◆ **COMPLETE THE FOLLOWING**
(a) Reproduce the faculty ChatGPT passage word for word, from "David Morse, Writing" up to and including "place to start.".
(b) For each statement, answer yes or no according to the faculty ChatGPT passage, and quote the words that decide it. (i) Farrell's students annotated ChatGPT's output for ways it might be inaccurate or misleading. (ii) Macdonald told his students not to use ChatGPT in S&DS 361. (iii) Morse's guide applies only to instructors in the Jackson School of Global Affairs.

Justin Farrell, Professor of Sociology at the Yale School of the Environment

Farrell assigned his students in the course, ENV 770 Western Lands & Communities Field Clinic: Research to Practice, to use ChatGPT to dig deeper into the problems they want to solve in their research project for the course. In this AI-specific assignment, each student posed a question relevant to their problem statement and research question to ChatGPT and then annotated what ChatGPT produced by focusing on the ways the AI-produced write-up may be inaccurate, misleading, incomplete, and/or unethical. The students also considered how ChatGPT helped them refine their research project or generated a new way for them to see their problem.

Brian Macdonald, Senior Lecturer and Research Scientist in Statistics & Data Science

Macdonald has encouraged his students in the course, S&DS 361: Data Analysis, to use ChatGPT but has cautioned them that it can have trouble with technical topics where precise language is essential and small changes in wording can make a statement incorrect. In this question as part of an assignment about the assumptions and appropriate uses of Poisson regression, the students were asked to identify two errors in ChatGPT’s response (one of which students often make!) when it was asked about the appropriate uses of Poisson regression.

Lisa Messeri, Assistant Professor of Anthropology

Messeri created a blanket policy on her syllabus for how students might consider engaging with ChatGPT in their assignments for the course ANTH 367: Technology and Culture. Within this framing, she asked ChatGPT to create a plagiarism statement for her syllabus and then asked students if doing so is plagiarism.

David Morse, Writing Program Director at the Jackson School of Global Affairs

Morse created a comprehensive guide for faculty on Designing Writing Assignments in the Era of AI. Although specifically written for instructors in the Jackson School of Global Affairs, the guidance is applicable across most disciplines. If an instructor is brand new to AI and primarily uses writing-based assessments, this guide is a great place to start.

◆ **DATASET**

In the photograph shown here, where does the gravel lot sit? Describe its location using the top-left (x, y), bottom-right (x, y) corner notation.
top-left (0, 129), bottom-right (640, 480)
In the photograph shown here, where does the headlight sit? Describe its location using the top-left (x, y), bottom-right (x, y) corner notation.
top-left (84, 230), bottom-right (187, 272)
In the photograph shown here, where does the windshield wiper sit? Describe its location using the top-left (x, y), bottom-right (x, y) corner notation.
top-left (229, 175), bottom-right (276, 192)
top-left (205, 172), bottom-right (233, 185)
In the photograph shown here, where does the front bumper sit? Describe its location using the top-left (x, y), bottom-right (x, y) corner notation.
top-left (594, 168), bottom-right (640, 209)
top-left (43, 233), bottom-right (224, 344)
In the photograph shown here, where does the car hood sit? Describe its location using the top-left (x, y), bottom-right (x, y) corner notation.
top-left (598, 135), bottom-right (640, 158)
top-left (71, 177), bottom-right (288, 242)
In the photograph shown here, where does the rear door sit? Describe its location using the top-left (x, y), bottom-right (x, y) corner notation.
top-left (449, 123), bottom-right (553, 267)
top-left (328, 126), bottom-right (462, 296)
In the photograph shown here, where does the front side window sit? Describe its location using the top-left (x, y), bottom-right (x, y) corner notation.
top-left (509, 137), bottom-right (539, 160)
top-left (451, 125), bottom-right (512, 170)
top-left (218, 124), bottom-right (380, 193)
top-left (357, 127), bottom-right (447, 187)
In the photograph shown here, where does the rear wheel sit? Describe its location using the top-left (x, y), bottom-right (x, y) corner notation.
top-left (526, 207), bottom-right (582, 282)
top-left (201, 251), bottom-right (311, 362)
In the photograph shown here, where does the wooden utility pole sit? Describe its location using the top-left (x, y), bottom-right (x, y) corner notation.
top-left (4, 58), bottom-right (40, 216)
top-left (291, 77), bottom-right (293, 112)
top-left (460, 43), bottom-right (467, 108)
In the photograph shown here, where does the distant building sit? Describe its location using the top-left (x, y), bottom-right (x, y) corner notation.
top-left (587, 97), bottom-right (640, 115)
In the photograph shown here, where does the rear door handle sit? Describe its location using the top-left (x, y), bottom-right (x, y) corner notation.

◆ **TASK SOLUTIONS**
(a)
David Morse, Writing Program Director at the Jackson School of Global Affairs

Morse created a comprehensive guide for faculty on Designing Writing Assignments in the Era of AI. Although specifically written for instructors in the Jackson School of Global Affairs, the guidance is applicable across most disciplines. If an instructor is brand new to AI and primarily uses writing-based assessments, this guide is a great place to start.

(b)
(i) Yes: "annotated what ChatGPT produced by focusing on the ways the AI-produced write-up may be inaccurate, misleading, incomplete, and/or unethical"
(ii) No: "Macdonald has encouraged his students in the course, S&DS 361: Data Analysis, to use ChatGPT"
(iii) No: "the guidance is applicable across most disciplines"